▶ **Rows from a pointing dataset**:
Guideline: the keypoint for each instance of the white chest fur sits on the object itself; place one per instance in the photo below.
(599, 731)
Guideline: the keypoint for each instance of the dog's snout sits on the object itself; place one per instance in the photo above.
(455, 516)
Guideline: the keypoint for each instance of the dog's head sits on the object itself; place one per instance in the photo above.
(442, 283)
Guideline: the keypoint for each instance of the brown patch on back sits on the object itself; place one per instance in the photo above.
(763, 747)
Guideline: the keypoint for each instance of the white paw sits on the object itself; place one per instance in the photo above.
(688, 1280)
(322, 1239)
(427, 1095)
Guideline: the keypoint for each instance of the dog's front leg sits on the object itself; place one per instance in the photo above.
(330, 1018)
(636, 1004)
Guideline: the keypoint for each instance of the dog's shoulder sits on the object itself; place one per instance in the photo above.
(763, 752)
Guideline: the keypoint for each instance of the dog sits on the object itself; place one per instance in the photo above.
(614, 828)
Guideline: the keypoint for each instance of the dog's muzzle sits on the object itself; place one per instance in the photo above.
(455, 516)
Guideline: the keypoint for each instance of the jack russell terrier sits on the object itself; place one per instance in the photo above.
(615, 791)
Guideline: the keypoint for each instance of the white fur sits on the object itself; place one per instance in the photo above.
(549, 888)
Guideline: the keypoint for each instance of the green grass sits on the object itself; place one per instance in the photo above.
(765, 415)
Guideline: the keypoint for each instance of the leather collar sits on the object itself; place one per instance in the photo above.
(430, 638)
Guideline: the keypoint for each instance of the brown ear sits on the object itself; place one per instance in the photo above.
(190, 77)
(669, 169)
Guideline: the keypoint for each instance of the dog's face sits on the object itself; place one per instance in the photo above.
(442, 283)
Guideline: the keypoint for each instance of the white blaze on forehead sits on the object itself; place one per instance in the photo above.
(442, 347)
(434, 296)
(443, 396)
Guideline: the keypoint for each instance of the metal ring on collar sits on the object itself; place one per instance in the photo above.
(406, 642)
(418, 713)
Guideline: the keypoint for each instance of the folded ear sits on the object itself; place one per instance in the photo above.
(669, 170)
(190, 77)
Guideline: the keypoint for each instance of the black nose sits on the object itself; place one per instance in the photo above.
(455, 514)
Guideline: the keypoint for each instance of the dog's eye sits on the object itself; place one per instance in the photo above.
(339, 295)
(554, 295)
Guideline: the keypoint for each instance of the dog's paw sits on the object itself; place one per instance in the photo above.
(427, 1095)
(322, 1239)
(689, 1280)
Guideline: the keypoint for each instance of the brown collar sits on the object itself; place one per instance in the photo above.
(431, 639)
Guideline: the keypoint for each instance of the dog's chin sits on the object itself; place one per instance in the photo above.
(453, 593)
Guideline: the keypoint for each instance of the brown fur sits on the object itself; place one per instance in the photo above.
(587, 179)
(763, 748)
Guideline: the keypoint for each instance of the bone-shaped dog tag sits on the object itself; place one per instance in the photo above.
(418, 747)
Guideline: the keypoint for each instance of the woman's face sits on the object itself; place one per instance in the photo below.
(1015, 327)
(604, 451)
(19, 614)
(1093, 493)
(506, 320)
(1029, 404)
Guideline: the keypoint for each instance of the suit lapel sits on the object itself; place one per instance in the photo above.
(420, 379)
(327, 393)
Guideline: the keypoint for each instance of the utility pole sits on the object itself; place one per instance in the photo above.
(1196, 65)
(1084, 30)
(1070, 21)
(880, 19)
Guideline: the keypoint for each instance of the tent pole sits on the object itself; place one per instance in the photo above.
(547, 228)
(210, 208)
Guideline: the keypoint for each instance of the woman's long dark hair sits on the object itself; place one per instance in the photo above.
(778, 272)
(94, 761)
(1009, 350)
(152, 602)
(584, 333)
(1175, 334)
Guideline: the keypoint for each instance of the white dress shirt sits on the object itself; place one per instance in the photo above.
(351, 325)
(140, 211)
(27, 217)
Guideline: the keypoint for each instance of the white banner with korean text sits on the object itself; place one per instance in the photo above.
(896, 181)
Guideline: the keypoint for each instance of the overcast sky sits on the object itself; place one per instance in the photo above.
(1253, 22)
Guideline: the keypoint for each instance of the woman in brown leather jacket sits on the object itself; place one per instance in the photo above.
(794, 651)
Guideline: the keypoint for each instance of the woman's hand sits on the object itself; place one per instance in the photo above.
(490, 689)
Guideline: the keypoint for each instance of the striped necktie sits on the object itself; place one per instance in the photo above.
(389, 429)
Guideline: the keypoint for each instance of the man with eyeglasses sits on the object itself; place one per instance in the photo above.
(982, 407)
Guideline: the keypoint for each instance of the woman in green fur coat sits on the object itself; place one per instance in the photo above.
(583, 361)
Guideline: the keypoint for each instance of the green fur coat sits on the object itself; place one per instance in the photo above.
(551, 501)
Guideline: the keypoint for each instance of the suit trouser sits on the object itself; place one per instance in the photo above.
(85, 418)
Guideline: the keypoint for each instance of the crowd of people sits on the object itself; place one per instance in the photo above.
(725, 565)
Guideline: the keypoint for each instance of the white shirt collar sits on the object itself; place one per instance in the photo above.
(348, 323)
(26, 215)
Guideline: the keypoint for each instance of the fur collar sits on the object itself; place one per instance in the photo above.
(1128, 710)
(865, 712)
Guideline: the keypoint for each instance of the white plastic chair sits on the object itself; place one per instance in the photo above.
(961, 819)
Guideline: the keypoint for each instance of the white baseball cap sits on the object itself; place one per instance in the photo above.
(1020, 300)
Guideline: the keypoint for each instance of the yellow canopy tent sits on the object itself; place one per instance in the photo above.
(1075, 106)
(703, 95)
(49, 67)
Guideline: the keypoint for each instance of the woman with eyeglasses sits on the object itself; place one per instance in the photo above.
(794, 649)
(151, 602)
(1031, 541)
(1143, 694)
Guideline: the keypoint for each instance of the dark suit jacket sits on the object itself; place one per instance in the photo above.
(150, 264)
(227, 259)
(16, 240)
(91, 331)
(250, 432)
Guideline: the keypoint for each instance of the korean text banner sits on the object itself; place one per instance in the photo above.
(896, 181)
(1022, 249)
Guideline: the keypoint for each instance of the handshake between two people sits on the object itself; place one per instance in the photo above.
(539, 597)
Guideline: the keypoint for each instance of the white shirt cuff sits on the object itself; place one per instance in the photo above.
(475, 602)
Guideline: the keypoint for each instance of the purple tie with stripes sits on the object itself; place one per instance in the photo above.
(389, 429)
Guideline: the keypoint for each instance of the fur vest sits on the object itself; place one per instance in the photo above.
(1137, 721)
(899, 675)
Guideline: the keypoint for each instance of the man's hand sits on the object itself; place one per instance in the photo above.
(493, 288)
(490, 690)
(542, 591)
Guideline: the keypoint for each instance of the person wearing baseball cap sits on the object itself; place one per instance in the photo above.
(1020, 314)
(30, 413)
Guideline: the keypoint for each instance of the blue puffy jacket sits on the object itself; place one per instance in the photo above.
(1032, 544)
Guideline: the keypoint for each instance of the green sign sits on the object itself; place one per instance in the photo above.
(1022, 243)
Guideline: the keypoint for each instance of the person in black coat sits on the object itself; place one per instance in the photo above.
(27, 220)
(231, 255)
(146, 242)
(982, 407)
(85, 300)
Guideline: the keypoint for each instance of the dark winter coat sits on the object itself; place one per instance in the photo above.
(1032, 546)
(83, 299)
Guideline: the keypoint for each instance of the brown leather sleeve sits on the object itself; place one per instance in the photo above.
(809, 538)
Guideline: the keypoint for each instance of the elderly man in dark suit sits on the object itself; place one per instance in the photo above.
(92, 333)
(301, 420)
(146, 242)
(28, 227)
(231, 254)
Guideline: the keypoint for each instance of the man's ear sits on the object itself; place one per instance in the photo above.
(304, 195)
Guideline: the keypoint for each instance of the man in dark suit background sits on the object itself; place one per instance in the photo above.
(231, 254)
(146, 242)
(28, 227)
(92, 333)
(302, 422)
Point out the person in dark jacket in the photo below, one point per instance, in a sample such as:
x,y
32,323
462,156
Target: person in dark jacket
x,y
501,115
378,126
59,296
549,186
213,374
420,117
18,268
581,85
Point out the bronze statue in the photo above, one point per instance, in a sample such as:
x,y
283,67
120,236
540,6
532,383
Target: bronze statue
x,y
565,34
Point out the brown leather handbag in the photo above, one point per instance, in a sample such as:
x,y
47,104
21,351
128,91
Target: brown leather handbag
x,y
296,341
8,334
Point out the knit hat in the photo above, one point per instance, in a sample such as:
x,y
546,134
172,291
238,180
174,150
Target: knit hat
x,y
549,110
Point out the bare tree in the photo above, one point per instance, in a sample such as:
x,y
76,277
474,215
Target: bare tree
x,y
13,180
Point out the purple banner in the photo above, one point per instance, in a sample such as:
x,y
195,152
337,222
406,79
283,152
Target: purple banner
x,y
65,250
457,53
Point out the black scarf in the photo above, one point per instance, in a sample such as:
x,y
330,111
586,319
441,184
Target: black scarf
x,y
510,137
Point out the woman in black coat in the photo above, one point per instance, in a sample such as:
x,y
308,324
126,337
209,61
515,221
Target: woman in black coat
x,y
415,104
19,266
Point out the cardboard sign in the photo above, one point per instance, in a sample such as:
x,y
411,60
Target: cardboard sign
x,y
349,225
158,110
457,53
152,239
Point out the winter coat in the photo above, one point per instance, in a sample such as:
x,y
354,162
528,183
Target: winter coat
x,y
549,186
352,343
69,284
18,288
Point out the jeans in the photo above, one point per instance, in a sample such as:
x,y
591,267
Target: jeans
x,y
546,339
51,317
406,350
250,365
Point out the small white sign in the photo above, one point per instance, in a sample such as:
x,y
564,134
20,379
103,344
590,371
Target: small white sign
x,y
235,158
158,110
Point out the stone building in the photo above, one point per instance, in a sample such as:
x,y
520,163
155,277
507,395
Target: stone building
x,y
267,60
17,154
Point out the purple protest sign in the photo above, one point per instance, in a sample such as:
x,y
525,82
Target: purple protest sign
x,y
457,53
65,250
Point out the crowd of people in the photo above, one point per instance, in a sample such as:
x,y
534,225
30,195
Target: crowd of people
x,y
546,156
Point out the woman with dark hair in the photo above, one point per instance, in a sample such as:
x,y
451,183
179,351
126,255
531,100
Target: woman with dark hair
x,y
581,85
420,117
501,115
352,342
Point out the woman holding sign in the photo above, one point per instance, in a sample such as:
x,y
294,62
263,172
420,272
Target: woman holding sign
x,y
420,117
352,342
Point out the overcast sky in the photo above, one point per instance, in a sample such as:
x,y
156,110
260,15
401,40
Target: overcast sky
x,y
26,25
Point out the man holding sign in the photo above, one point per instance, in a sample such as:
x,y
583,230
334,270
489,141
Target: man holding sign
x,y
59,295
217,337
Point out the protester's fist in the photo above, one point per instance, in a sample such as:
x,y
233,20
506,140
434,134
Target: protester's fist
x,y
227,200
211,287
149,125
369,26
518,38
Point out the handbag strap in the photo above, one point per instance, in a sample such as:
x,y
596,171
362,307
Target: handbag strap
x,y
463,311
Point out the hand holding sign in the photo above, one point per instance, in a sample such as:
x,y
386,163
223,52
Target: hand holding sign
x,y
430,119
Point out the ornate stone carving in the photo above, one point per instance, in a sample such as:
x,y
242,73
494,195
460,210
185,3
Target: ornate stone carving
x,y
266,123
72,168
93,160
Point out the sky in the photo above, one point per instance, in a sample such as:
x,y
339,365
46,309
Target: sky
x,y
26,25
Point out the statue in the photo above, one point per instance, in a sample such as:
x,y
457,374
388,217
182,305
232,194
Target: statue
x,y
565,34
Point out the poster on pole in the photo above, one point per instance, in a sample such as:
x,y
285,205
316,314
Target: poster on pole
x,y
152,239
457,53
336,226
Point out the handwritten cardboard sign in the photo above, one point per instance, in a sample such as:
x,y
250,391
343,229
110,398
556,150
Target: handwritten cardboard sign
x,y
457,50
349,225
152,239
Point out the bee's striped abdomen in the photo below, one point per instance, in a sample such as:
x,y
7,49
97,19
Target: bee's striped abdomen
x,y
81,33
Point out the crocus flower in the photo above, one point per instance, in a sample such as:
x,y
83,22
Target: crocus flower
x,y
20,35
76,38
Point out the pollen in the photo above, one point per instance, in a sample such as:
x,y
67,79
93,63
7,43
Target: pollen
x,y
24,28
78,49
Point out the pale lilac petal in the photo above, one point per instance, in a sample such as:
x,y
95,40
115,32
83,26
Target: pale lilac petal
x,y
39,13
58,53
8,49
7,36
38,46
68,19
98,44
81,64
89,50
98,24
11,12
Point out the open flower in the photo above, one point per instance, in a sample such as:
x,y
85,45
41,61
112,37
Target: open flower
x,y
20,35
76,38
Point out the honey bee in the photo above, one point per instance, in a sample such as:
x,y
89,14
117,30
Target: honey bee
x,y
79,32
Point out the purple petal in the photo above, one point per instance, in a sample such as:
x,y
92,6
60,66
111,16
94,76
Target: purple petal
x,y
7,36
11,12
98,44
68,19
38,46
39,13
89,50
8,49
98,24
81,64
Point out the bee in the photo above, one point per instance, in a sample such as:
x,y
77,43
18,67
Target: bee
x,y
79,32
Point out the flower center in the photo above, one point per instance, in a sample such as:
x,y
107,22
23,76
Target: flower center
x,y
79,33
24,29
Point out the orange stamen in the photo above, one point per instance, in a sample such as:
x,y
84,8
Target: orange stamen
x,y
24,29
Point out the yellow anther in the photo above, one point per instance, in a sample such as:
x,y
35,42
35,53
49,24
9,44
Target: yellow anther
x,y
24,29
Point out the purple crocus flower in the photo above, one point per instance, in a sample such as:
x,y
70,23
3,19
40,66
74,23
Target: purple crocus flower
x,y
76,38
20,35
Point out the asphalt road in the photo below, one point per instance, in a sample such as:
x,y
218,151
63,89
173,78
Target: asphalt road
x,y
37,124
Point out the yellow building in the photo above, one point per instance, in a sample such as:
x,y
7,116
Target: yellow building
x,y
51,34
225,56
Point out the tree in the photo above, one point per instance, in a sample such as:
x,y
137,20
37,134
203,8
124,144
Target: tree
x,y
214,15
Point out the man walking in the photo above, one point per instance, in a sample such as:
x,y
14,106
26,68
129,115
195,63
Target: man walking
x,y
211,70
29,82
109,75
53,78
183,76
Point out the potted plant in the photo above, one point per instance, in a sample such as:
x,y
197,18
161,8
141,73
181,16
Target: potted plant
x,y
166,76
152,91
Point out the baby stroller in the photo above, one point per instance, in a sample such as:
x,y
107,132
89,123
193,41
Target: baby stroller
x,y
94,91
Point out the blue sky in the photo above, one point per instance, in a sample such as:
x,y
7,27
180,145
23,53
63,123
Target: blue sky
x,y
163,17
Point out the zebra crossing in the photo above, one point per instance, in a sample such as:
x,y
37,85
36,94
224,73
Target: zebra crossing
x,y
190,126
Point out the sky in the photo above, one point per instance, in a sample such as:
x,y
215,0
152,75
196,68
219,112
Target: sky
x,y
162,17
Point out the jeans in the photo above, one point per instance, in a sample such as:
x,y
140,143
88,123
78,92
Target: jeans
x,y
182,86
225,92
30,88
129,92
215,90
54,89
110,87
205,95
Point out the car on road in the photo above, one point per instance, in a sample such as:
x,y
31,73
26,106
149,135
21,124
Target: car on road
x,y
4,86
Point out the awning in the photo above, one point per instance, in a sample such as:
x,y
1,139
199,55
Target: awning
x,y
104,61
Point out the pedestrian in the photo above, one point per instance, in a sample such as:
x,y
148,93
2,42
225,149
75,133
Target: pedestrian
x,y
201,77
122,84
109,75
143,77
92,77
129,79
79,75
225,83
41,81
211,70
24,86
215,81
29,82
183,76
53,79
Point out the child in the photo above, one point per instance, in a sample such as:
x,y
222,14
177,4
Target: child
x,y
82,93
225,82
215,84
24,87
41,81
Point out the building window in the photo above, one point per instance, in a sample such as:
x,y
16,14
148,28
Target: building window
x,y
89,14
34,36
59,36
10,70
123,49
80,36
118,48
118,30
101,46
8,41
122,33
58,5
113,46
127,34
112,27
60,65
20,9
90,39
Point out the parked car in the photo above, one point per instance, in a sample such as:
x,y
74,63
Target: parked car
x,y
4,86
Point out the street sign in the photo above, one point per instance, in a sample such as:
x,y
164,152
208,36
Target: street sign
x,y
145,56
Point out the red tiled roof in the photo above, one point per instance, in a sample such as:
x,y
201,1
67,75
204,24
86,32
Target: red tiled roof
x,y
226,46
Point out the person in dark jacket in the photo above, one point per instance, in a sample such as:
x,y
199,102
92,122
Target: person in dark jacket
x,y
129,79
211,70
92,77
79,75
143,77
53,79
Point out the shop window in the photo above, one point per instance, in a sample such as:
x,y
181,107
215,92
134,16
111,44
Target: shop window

▶ **THE REQUEST**:
Rewrite the entries from the line with "Guideline: the keypoint for each instance of the fur collar" through the line with "(1020, 300)", swapping "baseball cap" for "sun hat". Leave everything else as it is.

▶ **ANSWER TO THE PROBLEM**:
Guideline: the keypoint for each instance of the fur collar sits on the object itself; place one per instance in the photo above.
(1128, 710)
(865, 712)
Guideline: the keypoint for each instance of the white plastic chair sits on the object itself; place one per instance in the photo above.
(961, 819)
Guideline: the keypoint for each instance of the white sun hat sits on the object itself; place one per instance in the photo above.
(1020, 300)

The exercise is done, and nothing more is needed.